--- INPUT MATERIAL ---
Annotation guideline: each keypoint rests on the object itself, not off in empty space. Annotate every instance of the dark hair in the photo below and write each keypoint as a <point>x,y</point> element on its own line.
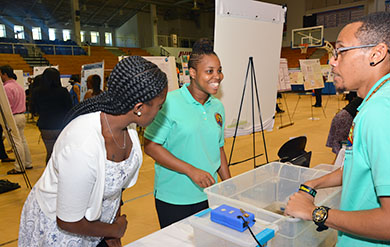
<point>50,78</point>
<point>133,80</point>
<point>201,47</point>
<point>9,71</point>
<point>375,29</point>
<point>74,78</point>
<point>37,81</point>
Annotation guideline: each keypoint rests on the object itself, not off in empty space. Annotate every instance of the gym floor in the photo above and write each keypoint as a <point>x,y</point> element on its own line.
<point>138,200</point>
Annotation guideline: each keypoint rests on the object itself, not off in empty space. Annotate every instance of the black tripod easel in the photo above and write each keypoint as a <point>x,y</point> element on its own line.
<point>12,142</point>
<point>253,88</point>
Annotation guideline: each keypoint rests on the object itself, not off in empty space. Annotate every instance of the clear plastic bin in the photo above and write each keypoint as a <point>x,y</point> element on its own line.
<point>208,233</point>
<point>264,191</point>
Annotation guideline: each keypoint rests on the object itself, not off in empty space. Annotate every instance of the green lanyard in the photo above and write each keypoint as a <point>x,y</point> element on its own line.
<point>377,88</point>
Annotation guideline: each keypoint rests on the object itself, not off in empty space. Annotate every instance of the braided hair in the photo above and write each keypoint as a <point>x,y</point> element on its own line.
<point>133,80</point>
<point>201,47</point>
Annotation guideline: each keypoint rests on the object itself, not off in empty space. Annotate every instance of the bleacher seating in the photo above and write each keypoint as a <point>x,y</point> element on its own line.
<point>134,51</point>
<point>15,61</point>
<point>293,56</point>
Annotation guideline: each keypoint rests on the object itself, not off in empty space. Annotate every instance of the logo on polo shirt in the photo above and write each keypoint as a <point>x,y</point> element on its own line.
<point>218,118</point>
<point>350,136</point>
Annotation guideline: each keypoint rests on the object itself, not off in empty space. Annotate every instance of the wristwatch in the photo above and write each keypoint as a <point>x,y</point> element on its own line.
<point>319,215</point>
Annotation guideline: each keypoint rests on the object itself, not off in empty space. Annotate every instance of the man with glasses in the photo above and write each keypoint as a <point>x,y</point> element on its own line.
<point>361,62</point>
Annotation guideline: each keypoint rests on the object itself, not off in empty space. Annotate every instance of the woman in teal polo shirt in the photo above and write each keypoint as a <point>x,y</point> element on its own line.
<point>186,140</point>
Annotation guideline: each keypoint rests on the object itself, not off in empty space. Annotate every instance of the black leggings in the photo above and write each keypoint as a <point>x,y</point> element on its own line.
---
*WORK TO DO*. Reproduce the listing above without any change, starting at the line that contains "of the logo" and ending with, and including, the line that contains "<point>350,136</point>".

*FULL ANSWER*.
Annotation guideline: each keypoint rests on the object itself, not off in empty space. Annotate every instance of the logo on polo shirt in the photo above and write each keypoint as a <point>x,y</point> element on its own line.
<point>218,118</point>
<point>350,136</point>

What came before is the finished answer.